• [PROVIDED ENTRIES]:
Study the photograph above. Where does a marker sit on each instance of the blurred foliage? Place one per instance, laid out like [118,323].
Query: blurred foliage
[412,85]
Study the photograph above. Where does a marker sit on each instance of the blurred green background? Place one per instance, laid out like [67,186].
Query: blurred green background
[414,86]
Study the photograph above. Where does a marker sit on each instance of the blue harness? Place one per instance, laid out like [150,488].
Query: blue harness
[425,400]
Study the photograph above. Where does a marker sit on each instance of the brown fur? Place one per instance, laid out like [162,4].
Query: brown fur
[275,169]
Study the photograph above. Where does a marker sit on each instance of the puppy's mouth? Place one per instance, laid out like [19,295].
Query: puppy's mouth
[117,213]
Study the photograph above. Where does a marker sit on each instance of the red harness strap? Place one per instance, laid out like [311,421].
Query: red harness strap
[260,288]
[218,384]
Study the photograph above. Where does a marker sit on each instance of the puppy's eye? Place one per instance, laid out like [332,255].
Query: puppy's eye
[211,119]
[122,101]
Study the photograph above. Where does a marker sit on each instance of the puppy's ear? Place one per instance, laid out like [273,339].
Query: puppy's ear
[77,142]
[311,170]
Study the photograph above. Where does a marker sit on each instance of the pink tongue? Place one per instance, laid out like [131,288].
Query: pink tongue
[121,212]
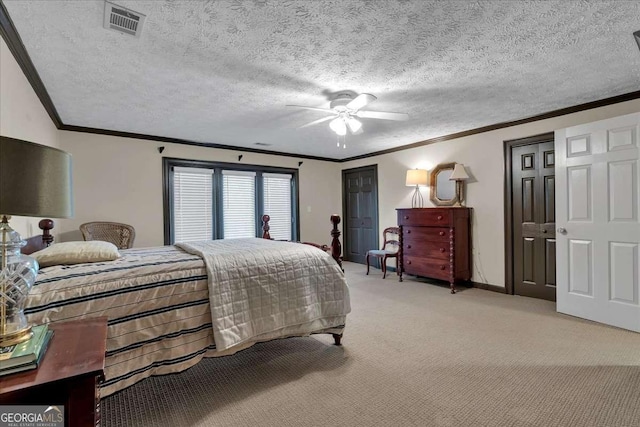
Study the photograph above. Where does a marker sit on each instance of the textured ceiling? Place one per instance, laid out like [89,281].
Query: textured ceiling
[222,72]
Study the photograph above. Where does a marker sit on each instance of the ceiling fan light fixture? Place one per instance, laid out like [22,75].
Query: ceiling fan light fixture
[354,124]
[338,126]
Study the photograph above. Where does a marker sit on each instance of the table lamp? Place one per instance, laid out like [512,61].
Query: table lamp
[35,180]
[459,175]
[417,178]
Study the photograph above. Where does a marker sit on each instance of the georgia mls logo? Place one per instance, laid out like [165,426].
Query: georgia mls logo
[31,416]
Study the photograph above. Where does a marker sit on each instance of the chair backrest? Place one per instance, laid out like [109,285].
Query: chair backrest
[121,235]
[391,236]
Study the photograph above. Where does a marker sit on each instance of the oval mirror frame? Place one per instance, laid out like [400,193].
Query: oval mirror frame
[442,191]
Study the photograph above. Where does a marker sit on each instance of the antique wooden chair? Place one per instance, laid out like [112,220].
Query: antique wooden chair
[389,250]
[121,235]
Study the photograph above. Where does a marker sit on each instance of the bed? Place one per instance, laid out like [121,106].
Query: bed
[170,306]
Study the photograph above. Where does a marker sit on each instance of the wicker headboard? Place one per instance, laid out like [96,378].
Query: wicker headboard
[36,243]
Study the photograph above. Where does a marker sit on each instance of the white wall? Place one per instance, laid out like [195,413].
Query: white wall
[22,116]
[120,179]
[483,157]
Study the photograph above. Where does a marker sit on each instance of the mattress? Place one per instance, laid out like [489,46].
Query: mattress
[157,301]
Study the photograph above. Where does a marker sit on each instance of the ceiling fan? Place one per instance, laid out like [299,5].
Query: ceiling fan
[345,110]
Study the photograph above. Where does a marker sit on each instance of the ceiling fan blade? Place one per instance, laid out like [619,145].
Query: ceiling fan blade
[382,115]
[315,122]
[312,108]
[360,101]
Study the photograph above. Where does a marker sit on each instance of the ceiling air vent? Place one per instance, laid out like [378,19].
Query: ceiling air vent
[121,19]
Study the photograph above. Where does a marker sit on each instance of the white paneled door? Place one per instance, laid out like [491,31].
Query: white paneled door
[597,221]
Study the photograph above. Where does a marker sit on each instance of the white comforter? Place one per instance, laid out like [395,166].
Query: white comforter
[262,289]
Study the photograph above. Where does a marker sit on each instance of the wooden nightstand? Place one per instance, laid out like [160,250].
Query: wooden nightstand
[69,374]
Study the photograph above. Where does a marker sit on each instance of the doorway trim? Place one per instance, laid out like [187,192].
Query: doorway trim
[376,219]
[508,201]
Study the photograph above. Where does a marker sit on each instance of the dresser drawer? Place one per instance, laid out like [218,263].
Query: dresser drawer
[428,267]
[435,217]
[422,234]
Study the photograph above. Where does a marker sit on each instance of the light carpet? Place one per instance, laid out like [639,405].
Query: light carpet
[413,355]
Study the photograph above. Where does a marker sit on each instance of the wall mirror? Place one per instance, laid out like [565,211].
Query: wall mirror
[442,190]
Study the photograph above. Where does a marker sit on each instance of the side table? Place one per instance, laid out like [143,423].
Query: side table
[69,374]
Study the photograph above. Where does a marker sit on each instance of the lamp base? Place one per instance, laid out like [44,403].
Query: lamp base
[16,337]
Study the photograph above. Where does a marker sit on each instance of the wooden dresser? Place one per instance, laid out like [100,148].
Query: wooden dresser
[436,243]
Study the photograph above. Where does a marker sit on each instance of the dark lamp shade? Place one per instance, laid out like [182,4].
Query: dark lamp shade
[35,180]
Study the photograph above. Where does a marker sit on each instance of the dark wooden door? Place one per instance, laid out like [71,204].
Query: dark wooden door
[360,200]
[533,199]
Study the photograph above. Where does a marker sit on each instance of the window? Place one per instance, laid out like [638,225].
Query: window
[193,203]
[277,204]
[209,200]
[239,204]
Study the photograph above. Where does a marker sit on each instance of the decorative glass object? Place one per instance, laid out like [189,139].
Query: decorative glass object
[17,276]
[35,181]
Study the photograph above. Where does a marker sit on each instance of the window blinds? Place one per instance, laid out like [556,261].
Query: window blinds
[239,204]
[277,204]
[192,204]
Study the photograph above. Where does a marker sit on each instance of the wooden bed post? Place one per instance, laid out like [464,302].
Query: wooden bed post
[265,227]
[336,248]
[46,225]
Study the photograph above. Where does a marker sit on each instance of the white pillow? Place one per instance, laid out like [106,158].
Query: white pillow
[76,253]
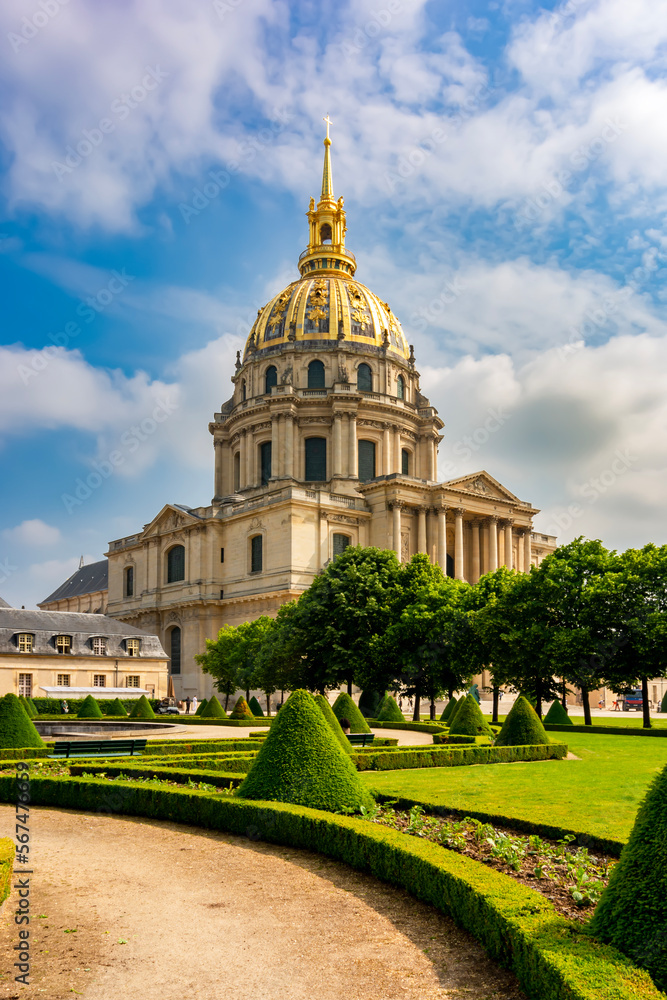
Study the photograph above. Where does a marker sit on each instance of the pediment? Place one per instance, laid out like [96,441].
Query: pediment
[483,485]
[170,518]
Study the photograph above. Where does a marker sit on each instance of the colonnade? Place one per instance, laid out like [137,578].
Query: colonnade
[481,544]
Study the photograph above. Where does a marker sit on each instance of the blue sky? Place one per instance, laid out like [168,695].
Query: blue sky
[503,168]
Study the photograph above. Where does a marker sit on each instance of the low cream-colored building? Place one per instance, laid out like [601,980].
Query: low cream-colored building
[326,441]
[56,654]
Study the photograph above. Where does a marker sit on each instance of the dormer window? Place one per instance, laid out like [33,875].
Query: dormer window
[63,644]
[25,641]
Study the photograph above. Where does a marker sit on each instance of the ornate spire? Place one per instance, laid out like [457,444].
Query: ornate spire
[327,180]
[326,243]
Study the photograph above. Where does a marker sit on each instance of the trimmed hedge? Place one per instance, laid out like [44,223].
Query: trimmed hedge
[7,852]
[16,727]
[182,777]
[456,756]
[345,708]
[553,958]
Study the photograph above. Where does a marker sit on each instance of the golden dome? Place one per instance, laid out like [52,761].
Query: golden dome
[327,304]
[327,307]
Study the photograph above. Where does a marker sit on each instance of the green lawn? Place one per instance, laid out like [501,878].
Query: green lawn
[598,794]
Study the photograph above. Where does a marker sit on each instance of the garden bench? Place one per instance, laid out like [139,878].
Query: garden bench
[97,748]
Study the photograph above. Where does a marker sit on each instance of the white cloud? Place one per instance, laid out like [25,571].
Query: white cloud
[33,533]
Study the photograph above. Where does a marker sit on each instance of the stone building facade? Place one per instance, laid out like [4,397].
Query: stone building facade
[326,441]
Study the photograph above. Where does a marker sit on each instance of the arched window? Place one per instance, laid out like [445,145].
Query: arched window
[176,564]
[364,378]
[316,460]
[175,650]
[341,542]
[316,375]
[265,461]
[270,378]
[366,460]
[256,554]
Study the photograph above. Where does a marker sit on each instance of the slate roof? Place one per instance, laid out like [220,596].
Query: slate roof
[86,580]
[81,626]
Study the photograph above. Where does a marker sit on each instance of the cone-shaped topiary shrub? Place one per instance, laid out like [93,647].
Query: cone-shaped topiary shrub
[448,709]
[116,707]
[469,720]
[370,703]
[213,709]
[632,912]
[522,727]
[241,710]
[345,708]
[301,762]
[16,728]
[333,722]
[389,711]
[255,708]
[90,709]
[557,715]
[142,709]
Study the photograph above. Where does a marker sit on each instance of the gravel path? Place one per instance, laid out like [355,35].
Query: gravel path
[158,911]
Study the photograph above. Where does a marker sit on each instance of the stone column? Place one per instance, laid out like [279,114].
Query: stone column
[476,563]
[275,447]
[527,551]
[493,544]
[289,446]
[250,457]
[219,486]
[442,539]
[386,450]
[421,529]
[396,528]
[508,544]
[458,544]
[352,447]
[338,445]
[397,451]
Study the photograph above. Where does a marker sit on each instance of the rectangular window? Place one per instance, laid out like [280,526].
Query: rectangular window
[366,461]
[256,554]
[63,644]
[25,642]
[265,461]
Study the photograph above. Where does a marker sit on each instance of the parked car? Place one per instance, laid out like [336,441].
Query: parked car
[633,700]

• [YOUR TASK]:
Everything from the line with "out like [280,526]." through the last line of the material above should be echoed exactly, and nothing else.

• [RESPONSE TO THIS EXERCISE]:
Study the photograph above. Where does a marker sit on each instance of the rectangular window? Place one per instance, laid out like [280,526].
Query: rectangular window
[366,461]
[256,554]
[63,644]
[25,642]
[265,461]
Study the photograph above. Where does a marker sit on each instance of the parked car? Place one per instance, laid out like [336,441].
Query: parked car
[633,700]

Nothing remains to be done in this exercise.